▸ **Required task a**: According to the column, what is the full name of the Congressman at the center of the Facebook photo story?

======== Source document

Friday, June 10, 2011

Naming rights and wrongs, cops cop out again, and - shock, horror - The Magpie gives The Mullet his full support!

There may be a cosmic force out there dedicated to our destiny, but this week, The Magpie is tempted to believe more in a comic farce dedicated to giving us the nervous giggles.

It is often cheap sport to make fun of accents, but a special nod must be given to that oily crook Sepp Blatter, the FIFA chief cheat, trained in the three wise monkeys school of excuses. On telly this week, he said he hadn't investigated corruption allegations because 'it wasn't in my moneyfesto'. He might have meant manifesto, but his prounounciation sounded far more interesting. And accurate.

This reminds The Magpie of the widow of Charles de Gaulle, when asked what she now wanted from life, replied 'A penis', which was a bit too forthright even for a French woman. It proved to be a monumental 'accent accident' - she meant ' 'appiness'.

For another example of comic over cosmic, there is that little storm-in-a-Y-front yarn from the US, where a Congressman and front-runner to be the next mayor of New York has done a public mea culpa. This star-spangled bozo has admitted he's been a naughty boy behaving badly on Facebook and elsewhere, sending supposedly raunchy pix of himself to women he met on the internet.

Among his offerings is a pic of his 'bulging' Reg Grundies - he was in them of course, although we only have his word for that. So what, you both cry. Read on.
All in all, while inappropriate, it was pretty tame stuff by today's standards of narcissistic exhibitionism and techno preenin.

But because of the identity of this particular tosser, it has generated a lot of the usual sanctimonious huff'n'puff.  Big deal, but in a classic example of life imitating art, this bloke's name is Anthony D Weiner.

================
======== Extracted material

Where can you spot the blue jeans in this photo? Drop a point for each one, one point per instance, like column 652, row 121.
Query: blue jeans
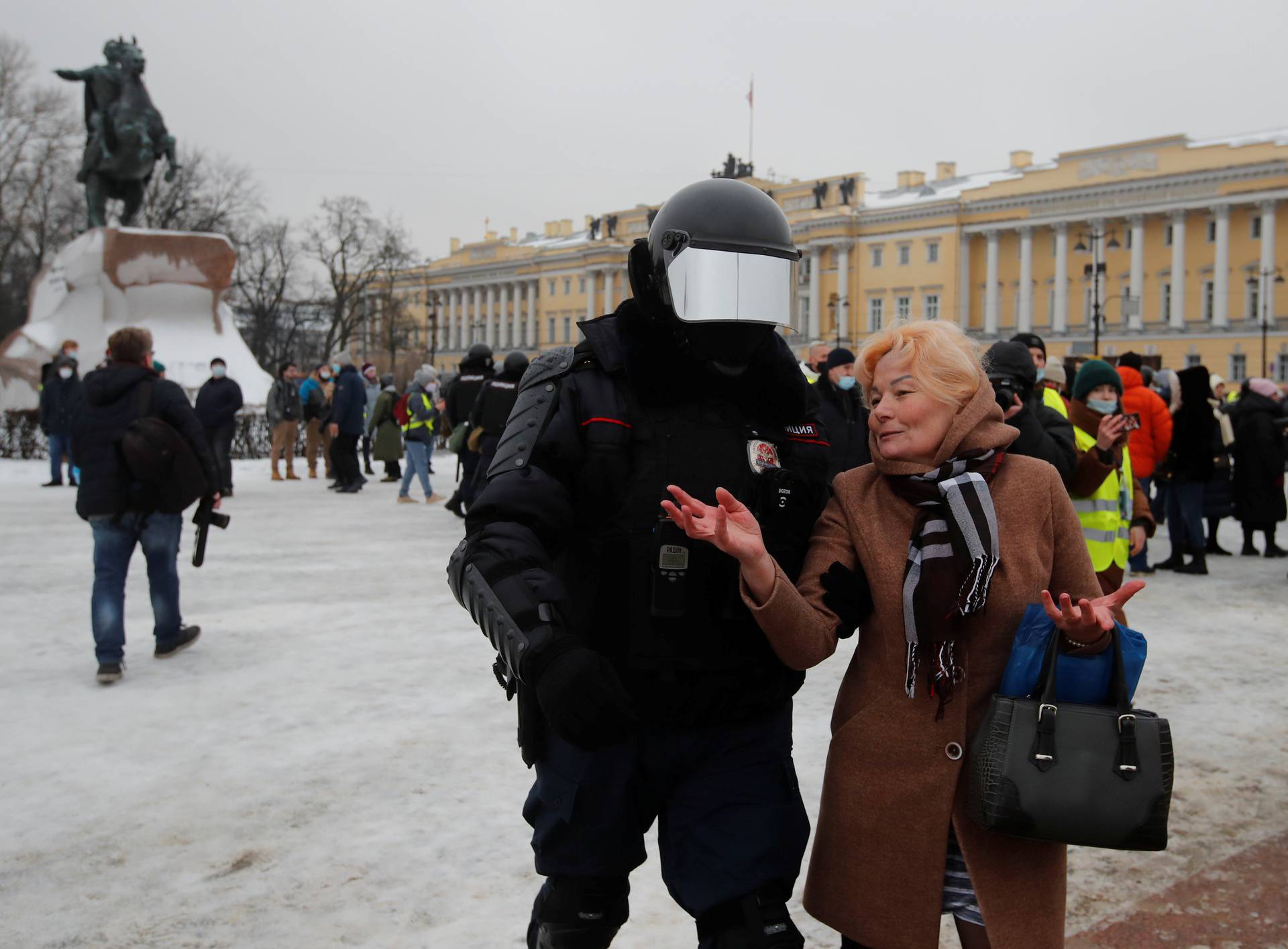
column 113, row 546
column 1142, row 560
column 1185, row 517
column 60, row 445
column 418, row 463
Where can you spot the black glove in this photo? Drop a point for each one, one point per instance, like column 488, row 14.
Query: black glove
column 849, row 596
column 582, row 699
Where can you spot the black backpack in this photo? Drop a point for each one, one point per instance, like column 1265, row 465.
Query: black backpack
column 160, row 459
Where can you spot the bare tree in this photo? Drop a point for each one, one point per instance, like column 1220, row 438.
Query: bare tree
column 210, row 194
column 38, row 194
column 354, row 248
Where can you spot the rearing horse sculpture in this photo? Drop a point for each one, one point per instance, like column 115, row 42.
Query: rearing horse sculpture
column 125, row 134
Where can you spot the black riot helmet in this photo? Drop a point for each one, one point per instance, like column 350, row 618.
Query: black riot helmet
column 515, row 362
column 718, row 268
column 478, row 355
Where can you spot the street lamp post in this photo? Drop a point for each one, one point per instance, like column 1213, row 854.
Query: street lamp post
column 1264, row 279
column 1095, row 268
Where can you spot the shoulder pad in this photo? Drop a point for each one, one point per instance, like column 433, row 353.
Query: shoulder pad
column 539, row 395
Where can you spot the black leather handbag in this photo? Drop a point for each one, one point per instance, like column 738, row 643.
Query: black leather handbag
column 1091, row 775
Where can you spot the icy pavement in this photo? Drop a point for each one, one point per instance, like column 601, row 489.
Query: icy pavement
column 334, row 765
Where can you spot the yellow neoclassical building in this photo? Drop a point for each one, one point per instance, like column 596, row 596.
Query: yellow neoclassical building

================
======== Extracted material

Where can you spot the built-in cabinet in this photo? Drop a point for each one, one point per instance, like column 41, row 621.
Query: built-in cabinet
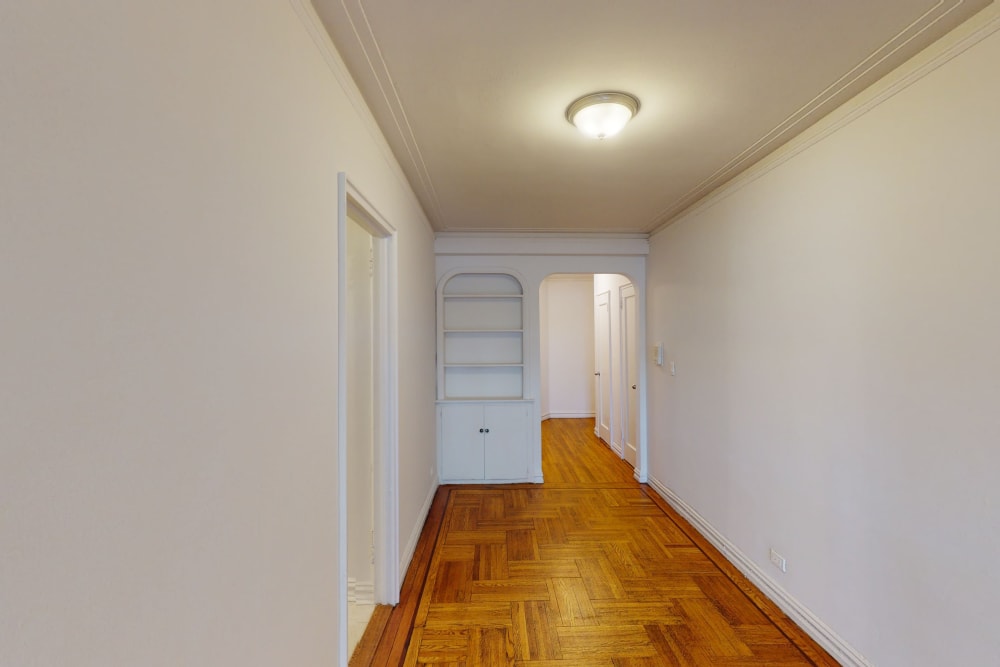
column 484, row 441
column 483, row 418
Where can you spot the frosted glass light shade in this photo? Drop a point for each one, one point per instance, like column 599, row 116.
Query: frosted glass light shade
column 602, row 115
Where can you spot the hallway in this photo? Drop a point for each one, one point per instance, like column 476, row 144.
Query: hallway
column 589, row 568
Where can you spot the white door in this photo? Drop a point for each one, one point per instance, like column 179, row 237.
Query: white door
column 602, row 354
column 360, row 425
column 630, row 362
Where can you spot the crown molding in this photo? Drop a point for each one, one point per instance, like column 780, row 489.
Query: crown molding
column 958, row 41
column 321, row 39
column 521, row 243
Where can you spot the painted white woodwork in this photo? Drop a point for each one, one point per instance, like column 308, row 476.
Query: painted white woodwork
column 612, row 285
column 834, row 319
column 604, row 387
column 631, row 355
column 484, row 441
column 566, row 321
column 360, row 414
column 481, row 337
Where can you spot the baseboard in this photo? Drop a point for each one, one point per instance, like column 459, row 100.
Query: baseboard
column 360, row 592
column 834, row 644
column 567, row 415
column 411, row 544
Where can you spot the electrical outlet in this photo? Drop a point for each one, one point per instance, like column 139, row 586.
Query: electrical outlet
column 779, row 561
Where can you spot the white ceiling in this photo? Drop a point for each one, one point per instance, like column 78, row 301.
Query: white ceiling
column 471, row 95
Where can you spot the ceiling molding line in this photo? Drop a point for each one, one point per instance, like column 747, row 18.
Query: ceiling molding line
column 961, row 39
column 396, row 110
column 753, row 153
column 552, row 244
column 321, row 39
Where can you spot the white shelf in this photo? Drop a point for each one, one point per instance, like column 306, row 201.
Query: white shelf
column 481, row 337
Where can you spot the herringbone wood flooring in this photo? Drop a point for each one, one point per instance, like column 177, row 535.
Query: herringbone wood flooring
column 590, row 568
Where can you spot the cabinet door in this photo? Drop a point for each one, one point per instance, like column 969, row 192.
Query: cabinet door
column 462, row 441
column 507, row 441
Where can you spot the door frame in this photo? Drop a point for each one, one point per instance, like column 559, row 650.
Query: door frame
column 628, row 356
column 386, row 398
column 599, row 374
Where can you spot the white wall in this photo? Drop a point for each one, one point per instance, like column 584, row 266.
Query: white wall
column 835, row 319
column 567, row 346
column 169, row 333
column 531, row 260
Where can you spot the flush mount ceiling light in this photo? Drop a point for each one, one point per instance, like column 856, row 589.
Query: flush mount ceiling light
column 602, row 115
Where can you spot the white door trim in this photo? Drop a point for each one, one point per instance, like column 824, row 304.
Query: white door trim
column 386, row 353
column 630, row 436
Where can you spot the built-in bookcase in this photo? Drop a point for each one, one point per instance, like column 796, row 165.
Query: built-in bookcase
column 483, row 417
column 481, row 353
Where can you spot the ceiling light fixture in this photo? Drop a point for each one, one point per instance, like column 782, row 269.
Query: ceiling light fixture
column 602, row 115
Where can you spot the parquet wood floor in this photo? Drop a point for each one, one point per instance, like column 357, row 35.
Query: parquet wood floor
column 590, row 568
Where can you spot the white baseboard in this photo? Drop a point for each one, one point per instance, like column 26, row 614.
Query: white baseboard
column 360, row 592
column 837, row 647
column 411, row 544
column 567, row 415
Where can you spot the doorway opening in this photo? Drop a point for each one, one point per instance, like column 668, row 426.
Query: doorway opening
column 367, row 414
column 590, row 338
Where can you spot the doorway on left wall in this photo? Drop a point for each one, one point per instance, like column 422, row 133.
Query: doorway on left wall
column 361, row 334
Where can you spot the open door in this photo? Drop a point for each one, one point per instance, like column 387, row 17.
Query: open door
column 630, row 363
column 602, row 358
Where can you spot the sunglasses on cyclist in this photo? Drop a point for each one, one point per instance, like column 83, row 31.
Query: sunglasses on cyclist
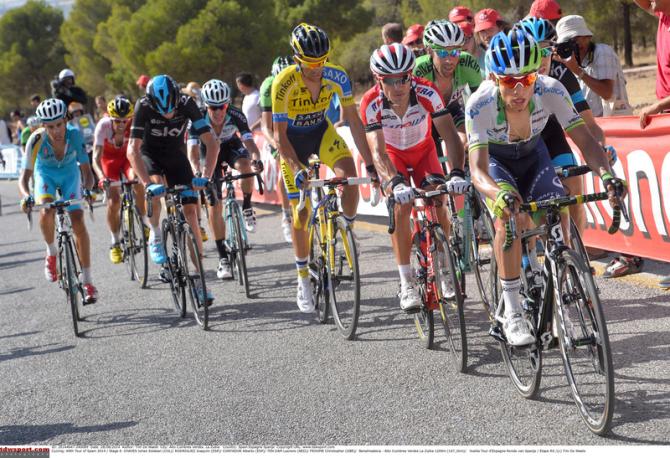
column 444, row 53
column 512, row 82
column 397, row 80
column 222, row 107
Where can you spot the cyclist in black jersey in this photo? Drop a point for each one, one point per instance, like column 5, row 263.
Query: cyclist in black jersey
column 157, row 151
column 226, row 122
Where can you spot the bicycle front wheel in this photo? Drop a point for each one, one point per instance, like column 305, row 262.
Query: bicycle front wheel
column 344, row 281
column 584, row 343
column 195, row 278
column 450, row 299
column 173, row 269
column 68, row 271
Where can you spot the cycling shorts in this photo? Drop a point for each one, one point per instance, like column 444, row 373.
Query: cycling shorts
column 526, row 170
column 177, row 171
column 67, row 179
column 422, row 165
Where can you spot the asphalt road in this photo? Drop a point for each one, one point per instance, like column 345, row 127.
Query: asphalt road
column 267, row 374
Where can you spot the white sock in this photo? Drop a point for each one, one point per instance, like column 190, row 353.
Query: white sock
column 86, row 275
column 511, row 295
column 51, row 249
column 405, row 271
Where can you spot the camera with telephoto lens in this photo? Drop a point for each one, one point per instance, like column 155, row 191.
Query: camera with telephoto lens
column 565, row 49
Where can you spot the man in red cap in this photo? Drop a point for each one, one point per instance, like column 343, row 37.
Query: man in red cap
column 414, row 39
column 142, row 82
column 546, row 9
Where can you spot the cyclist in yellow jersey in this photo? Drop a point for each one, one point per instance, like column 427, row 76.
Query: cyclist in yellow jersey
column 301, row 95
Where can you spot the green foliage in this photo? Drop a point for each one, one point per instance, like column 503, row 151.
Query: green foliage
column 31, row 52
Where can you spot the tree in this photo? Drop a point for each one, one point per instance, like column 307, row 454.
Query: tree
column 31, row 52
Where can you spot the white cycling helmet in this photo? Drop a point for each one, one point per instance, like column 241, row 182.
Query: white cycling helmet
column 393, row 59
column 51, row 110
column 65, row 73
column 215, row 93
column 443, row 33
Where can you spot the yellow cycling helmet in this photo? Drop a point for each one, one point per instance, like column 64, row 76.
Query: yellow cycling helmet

================

▸ **Required task b**: Reproduce without alteration the part of the rows that opens with the line containing "Where can you spot the street" and closes with the line containing "Query: yellow neoclassical building", both lines included.

▸ **Final answer a**: Anthony D Weiner.

▸ **Final answer b**:
Where can you spot the street lamp post in this photo? Drop a point for each one, one point per instance, like column 1213, row 854.
Query: street lamp post
column 1264, row 279
column 1095, row 268
Where can you spot the shoulder pad in this photo? Drop a point for each one, one point per instance, like column 433, row 353.
Query: shoulder pad
column 539, row 395
Where can you spot the black leather handbag in this photo? Drop a point for each one, one point per instance, like column 738, row 643.
Query: black leather handbag
column 1091, row 775
Where can you spot the icy pavement in this photo? Drop a point for each one, one point per instance, like column 601, row 489.
Query: icy pavement
column 334, row 765
Where can you spot the yellow neoclassical building in this photo? Drop a point for each one, one point per instance, like column 596, row 596.
Query: yellow neoclassical building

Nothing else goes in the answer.